Transcribe completo el texto sobre las muñecas sexuales, sin alterar ni una palabra.

#### [TEXTO DEL EJERCICIO]
++++

Bronceadas, medidas perfectas, senos de marcada voluptuosidad, nalgas redondeadas hasta la exageración, muslos que convocan con solo mirarlos; y como si fuera poco, disponibles para ir a la cama sin reparos.
Aunque de lejos parecen de carne y hueso, la verdad es que estas “entregadas mujeres”, son una armazón de látex, vinilo y silicona tan bien moldeadas que en algunos sitios son verdaderos objetos sexuales con los cuales los señores despachan sus ganas a sus anchas. Aunque las muñecas inflables, usadas con este propósito son ya casi centenarias –desde que en Japón y Alemania las diseñaron para sacar de angustias a los marineros comerciales y militares que incluso dieron forma a proyectos como Model Borghild de la fuerza naval germana– las de ahora son sofisticados modelos robotizados con pretensiones de dejar de ser invitadas pasivas en tareas onanísticas.

++++

#### [DATOS DEL EJERCICIO]

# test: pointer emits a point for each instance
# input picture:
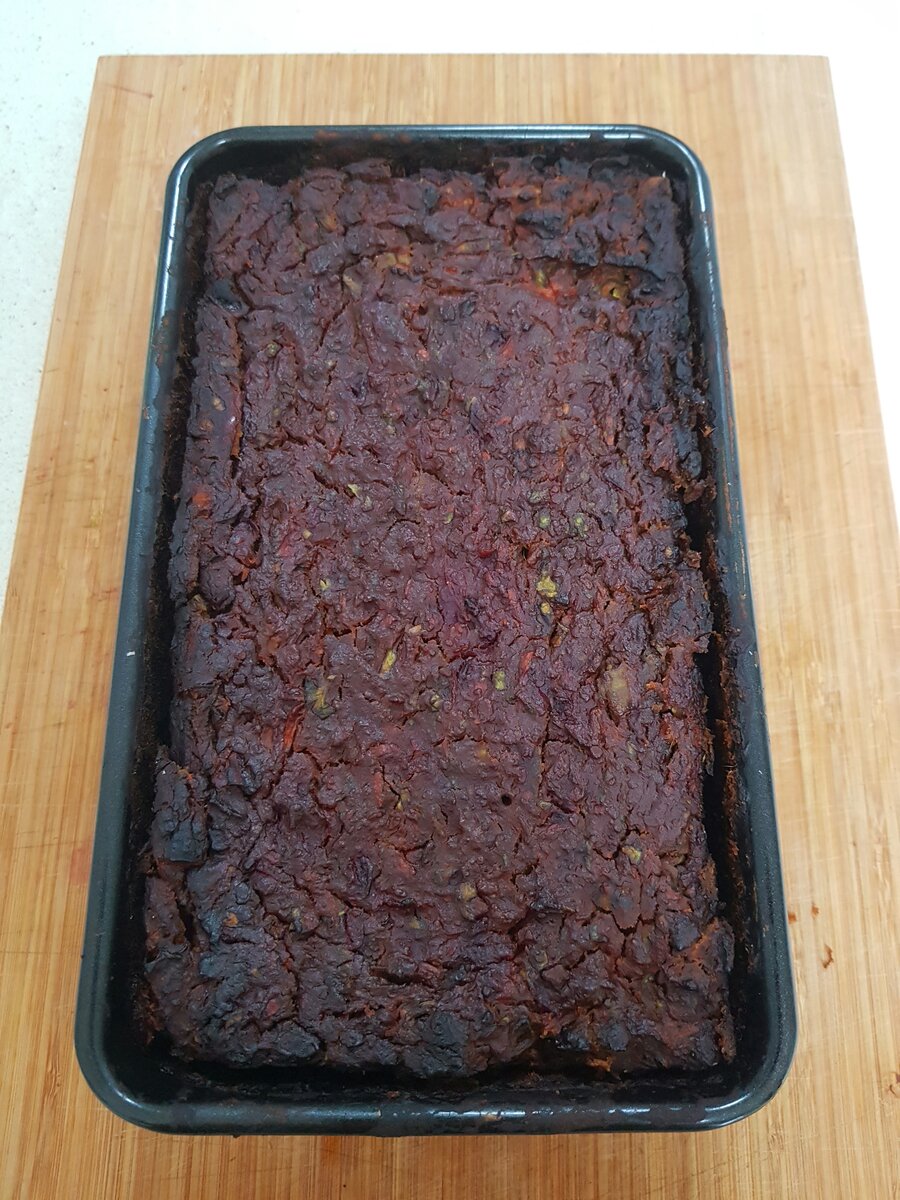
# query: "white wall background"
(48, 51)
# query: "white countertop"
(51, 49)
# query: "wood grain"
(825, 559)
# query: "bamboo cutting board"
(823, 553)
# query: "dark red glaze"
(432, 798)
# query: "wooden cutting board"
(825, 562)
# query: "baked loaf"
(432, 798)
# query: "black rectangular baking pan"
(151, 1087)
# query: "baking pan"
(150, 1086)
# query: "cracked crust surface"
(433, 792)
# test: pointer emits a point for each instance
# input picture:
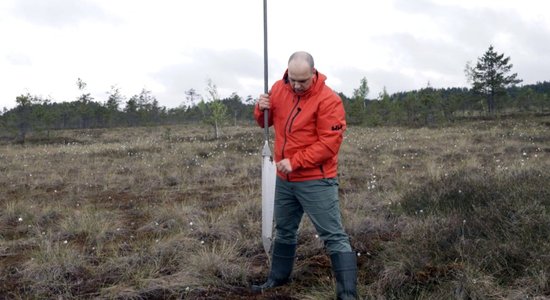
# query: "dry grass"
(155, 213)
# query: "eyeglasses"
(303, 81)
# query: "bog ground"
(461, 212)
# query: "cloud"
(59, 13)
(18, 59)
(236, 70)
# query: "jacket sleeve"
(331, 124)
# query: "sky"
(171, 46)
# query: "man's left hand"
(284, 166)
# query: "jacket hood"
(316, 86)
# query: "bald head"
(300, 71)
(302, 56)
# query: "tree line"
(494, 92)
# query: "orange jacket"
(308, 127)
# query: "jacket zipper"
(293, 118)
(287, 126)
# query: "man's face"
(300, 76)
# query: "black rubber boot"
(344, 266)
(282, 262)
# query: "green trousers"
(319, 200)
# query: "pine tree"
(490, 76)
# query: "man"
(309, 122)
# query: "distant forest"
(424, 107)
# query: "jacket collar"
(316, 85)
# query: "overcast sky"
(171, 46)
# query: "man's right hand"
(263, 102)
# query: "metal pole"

++++

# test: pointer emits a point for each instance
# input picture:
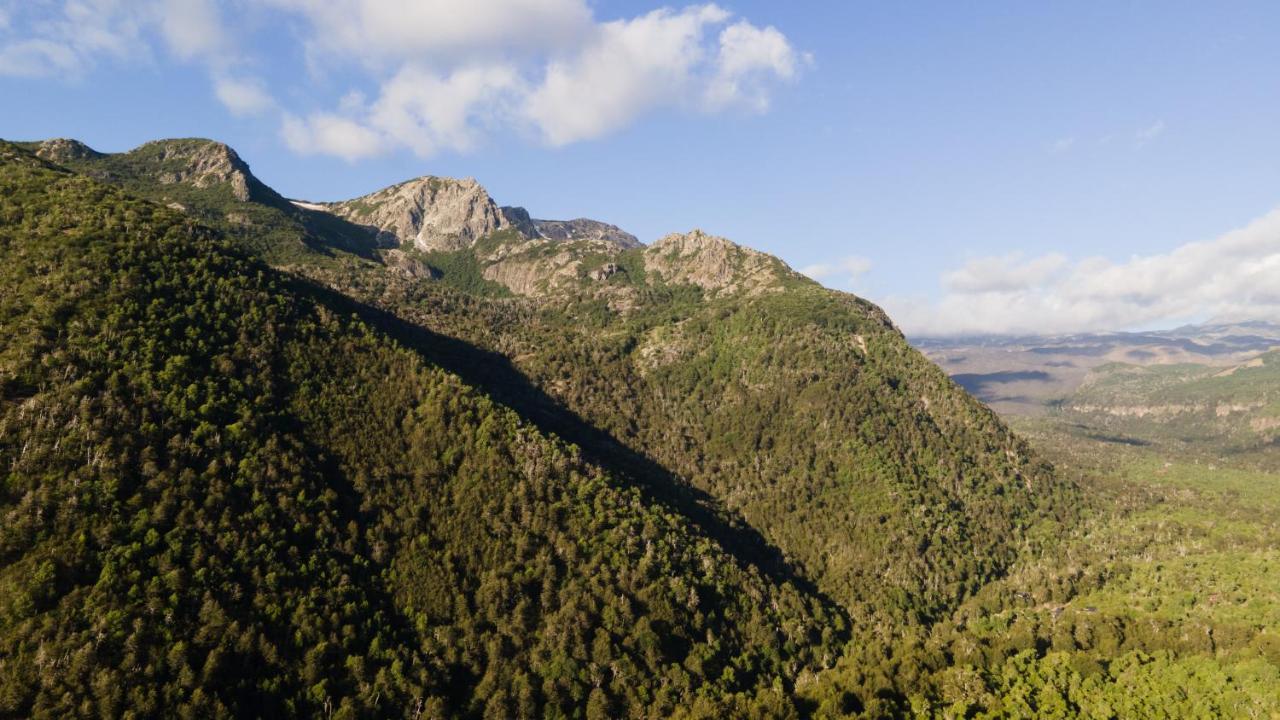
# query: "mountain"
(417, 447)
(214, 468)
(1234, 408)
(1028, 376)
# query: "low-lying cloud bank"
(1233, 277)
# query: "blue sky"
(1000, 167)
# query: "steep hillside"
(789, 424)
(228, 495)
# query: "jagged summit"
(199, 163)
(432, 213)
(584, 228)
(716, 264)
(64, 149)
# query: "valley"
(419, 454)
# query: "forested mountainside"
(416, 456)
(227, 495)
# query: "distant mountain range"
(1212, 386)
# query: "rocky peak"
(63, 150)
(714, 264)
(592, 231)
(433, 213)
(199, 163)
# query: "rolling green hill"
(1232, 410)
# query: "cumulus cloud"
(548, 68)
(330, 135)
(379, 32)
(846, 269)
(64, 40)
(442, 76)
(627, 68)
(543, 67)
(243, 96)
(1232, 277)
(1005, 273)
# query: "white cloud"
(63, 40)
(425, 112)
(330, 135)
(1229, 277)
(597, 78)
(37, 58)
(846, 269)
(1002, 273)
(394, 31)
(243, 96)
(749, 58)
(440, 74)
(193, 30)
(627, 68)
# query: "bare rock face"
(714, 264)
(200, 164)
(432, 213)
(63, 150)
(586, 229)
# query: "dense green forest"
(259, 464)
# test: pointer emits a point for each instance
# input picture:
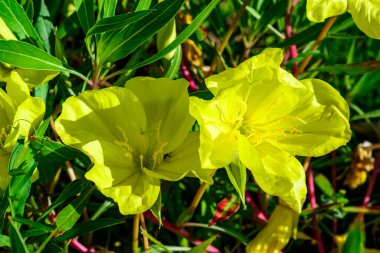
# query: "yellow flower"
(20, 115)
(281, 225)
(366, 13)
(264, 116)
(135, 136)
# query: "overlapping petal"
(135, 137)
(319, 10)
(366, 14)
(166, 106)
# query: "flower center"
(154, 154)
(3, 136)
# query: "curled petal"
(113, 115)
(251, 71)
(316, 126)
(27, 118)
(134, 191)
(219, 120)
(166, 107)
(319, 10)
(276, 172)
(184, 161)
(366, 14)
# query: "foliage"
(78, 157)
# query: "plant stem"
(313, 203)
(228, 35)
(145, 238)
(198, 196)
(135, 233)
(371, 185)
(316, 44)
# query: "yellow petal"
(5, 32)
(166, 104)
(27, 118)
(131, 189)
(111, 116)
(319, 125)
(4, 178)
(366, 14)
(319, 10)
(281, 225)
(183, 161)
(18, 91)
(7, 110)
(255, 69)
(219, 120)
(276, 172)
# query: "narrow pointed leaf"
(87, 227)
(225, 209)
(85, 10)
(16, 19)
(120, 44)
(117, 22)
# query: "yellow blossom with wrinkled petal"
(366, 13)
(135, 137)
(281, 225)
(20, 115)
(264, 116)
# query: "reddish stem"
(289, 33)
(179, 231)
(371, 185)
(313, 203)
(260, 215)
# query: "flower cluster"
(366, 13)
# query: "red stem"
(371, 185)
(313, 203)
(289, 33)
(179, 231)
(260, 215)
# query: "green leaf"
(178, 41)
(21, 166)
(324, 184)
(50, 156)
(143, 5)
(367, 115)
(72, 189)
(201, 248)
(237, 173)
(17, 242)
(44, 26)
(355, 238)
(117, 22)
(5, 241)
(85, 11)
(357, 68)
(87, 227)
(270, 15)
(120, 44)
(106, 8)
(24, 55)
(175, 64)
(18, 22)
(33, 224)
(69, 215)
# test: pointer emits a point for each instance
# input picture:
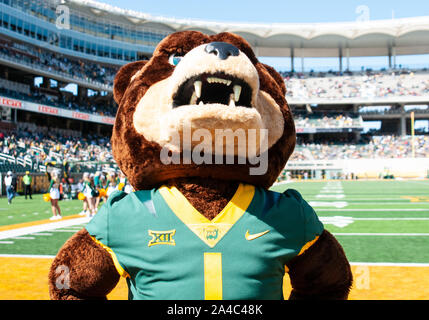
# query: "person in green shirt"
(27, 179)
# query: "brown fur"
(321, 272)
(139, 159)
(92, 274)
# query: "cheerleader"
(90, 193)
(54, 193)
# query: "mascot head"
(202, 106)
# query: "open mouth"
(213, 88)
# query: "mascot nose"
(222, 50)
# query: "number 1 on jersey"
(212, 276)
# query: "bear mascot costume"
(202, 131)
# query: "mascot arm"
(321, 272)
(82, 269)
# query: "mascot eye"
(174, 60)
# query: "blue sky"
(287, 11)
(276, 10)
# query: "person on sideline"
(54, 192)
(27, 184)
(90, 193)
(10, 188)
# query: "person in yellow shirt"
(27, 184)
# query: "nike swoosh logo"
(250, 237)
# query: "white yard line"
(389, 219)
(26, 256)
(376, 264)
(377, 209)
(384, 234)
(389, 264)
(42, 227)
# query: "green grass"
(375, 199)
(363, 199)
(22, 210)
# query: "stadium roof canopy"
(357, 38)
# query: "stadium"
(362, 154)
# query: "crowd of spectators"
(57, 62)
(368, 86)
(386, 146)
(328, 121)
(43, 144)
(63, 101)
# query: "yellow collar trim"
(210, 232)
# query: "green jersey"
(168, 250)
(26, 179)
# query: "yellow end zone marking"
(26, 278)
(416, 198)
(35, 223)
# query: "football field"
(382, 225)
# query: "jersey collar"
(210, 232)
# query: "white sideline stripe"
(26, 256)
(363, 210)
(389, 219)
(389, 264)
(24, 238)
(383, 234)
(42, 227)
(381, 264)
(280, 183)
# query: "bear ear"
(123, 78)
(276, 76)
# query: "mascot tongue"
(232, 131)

++++

#### [RESULTADO OBTENIDO]
Bronceadas, medidas perfectas, senos de marcada voluptuosidad, nalgas redondeadas hasta la exageración, muslos que convocan con solo mirarlos; y como si fuera poco, disponibles para ir a la cama sin reparos.
Aunque de lejos parecen de carne y hueso, la verdad es que estas “entregadas mujeres”, son una armazón de látex, vinilo y silicona tan bien moldeadas que en algunos sitios son verdaderos objetos sexuales con los cuales los señores despachan sus ganas a sus anchas. Aunque las muñecas inflables, usadas con este propósito son ya casi centenarias –desde que en Japón y Alemania las diseñaron para sacar de angustias a los marineros comerciales y militares que incluso dieron forma a proyectos como Model Borghild de la fuerza naval germana– las de ahora son sofisticados modelos robotizados con pretensiones de dejar de ser invitadas pasivas en tareas onanísticas.